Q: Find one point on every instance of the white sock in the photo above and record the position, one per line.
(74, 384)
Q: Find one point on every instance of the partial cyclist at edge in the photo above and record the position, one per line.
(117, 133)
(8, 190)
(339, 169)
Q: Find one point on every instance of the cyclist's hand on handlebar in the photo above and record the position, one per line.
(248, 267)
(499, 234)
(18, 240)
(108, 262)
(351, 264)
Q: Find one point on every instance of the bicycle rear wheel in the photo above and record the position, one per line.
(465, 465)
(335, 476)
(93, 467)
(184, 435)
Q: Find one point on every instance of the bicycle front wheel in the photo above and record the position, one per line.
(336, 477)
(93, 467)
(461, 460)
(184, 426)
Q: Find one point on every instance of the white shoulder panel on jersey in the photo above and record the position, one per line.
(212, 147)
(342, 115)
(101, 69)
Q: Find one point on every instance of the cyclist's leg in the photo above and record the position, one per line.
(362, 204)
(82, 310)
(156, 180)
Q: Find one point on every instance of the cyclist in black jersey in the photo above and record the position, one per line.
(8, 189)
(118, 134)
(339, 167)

|---|

- _WHAT YOU WILL DO_:
Only the lines from the one that holds "Q: Find one point on every instance of the bicycle front" through the end of the records should appear in the answer, each restated exactly.

- _EXERCISE OUTPUT_:
Q: Find one point on every instance of the bicycle front wheel in the photo above and record the position, one per line.
(336, 477)
(93, 467)
(461, 460)
(184, 426)
Q: Find one point on every instance of the white shoulder panel on jersey in the photo above and record the position, one per line.
(212, 147)
(342, 115)
(101, 69)
Q: Find one point on every instance of the cyclist's leg in the photo above and record the position, one per line.
(362, 204)
(82, 310)
(156, 180)
Q: Find one point on every instance of the cyclist in black jersey in the photo above and record the position, one per line.
(8, 189)
(118, 134)
(339, 167)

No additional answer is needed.